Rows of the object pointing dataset
______________________________
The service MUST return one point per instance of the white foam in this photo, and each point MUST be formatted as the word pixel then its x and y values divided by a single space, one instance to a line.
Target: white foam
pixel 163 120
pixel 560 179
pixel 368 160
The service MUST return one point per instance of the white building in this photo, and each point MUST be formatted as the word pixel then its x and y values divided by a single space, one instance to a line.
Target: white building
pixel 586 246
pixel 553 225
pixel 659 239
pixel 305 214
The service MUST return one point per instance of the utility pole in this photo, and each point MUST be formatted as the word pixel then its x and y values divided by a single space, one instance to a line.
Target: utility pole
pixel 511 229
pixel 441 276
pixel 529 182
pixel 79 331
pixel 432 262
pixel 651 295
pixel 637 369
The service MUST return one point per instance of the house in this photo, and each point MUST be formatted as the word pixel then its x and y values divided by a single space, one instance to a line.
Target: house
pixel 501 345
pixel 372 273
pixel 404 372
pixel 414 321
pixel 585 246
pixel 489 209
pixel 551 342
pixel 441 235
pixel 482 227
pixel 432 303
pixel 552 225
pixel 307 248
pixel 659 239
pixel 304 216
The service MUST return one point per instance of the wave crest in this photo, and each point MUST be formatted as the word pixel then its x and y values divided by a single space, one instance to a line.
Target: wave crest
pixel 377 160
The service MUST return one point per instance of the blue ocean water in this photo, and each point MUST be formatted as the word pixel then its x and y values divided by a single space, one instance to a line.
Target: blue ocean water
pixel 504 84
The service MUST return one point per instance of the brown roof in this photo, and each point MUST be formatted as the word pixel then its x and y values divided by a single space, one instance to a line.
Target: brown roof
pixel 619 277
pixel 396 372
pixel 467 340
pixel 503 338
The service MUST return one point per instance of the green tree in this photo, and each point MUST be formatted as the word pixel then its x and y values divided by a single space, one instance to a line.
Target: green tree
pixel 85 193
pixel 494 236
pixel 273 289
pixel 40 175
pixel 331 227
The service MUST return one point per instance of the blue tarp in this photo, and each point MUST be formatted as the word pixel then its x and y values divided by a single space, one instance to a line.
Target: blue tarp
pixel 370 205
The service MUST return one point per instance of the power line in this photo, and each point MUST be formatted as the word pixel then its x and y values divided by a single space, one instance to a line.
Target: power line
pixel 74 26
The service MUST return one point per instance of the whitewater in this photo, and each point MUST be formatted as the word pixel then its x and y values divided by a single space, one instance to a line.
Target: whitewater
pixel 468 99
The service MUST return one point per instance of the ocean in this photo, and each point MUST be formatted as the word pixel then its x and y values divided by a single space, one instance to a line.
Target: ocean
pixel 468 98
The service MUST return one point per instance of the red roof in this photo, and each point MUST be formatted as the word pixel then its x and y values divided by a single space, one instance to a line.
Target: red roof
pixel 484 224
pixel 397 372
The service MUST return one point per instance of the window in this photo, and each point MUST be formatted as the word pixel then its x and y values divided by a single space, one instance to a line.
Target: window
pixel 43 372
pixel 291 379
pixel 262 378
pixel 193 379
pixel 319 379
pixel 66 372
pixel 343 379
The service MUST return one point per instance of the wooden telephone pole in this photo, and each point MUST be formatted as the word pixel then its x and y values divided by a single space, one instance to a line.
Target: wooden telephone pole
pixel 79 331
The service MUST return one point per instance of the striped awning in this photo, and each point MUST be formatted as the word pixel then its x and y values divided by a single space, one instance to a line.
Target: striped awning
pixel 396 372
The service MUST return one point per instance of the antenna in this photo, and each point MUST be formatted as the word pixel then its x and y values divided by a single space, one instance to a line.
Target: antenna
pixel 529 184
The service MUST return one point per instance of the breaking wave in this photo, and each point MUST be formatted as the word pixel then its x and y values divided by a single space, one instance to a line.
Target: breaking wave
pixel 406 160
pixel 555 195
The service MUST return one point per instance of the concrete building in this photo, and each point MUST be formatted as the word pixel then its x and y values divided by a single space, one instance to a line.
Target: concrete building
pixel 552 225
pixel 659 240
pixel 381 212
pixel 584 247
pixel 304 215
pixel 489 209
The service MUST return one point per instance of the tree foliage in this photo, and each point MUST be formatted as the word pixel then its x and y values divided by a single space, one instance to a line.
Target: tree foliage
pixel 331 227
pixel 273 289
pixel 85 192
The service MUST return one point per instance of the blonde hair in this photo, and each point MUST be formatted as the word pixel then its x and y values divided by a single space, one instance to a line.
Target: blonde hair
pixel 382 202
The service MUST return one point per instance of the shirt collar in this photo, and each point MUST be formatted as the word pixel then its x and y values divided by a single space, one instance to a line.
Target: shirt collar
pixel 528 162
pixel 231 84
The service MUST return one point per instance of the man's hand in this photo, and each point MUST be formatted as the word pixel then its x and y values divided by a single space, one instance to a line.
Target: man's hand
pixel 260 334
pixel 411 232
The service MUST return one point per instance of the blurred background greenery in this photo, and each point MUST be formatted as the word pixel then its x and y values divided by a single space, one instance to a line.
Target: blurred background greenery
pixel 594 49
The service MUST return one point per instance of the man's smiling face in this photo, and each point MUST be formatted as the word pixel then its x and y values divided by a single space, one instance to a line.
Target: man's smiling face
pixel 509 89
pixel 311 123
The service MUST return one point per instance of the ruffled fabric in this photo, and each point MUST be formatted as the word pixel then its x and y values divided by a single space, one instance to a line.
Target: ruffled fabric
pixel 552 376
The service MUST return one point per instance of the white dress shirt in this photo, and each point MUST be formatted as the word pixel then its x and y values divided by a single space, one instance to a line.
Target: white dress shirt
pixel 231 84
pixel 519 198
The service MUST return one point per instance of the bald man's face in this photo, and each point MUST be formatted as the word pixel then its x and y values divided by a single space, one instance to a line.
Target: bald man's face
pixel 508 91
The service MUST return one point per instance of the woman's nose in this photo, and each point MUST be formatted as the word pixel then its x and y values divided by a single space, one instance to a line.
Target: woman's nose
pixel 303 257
______________________________
§ WHAT IS EXPECTED: Swap "white building" for "white structure" in the records from their first line up to and including the line with "pixel 637 369", and reproduce only those lines with everything else unchanged.

§ OUTPUT OF THE EXERCISE:
The service MUST return one point per instance of the white foam in this photo, and each point MUST be formatted as the word pixel then its x and y values divided by a single space, one instance to a line.
Target: white foam
pixel 163 120
pixel 560 179
pixel 368 160
The service MUST return one point per instance of the white structure in this photo, and each point MUST be formatted as the word pixel then its x and y values divided by a single space, one instance to a line.
Target: white structure
pixel 586 246
pixel 553 225
pixel 659 239
pixel 305 214
The service MUST return one point per instance of the utility pole in this photo, and each point MUST be formatted as the word pixel then its x and y values divided by a single space, one instance to a line.
Target: utility pole
pixel 511 229
pixel 441 276
pixel 529 182
pixel 79 331
pixel 432 262
pixel 651 295
pixel 637 369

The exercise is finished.